» What needs to be done
Your answer must consist solely of the line containing "so yeah i'm trying to get boxes around every riverbank" and each line after it through the end of the data, copied exactly.
=== Section Start ===
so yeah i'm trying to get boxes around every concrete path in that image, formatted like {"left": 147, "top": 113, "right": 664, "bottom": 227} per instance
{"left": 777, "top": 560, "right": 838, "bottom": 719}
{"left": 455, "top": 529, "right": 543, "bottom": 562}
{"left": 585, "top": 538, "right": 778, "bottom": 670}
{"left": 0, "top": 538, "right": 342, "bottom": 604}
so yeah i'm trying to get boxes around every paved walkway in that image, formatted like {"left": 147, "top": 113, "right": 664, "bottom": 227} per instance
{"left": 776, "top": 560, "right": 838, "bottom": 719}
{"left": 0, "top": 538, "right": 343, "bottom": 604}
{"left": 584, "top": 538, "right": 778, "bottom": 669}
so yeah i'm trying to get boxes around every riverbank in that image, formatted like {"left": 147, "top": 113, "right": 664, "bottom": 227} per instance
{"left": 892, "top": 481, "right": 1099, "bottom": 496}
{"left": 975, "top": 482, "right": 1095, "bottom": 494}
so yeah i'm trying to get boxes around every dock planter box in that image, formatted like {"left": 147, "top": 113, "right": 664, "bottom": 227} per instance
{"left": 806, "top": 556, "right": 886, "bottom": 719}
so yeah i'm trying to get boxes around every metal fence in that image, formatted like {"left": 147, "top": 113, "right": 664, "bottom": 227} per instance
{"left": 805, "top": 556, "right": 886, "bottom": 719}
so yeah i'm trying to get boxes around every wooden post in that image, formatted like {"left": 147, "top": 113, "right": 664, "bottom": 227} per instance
=== Section End ===
» Answer to the problem
so yeah i'm trying to get boxes around every riverbank in that image, formatted like {"left": 147, "top": 113, "right": 664, "bottom": 227} per instance
{"left": 892, "top": 481, "right": 1099, "bottom": 496}
{"left": 975, "top": 482, "right": 1095, "bottom": 494}
so yeah i'm trying to get boxes around every dock planter box in that image, formatted like {"left": 147, "top": 113, "right": 664, "bottom": 227} per instance
{"left": 806, "top": 556, "right": 886, "bottom": 719}
so yeah i'm trying to get boxes around every metal fence in that image, formatted like {"left": 147, "top": 113, "right": 664, "bottom": 227} per instance
{"left": 805, "top": 556, "right": 886, "bottom": 719}
so yeah i'm trying to get boxes around every wooden post in that image, formatted like {"left": 147, "top": 113, "right": 664, "bottom": 227} per instance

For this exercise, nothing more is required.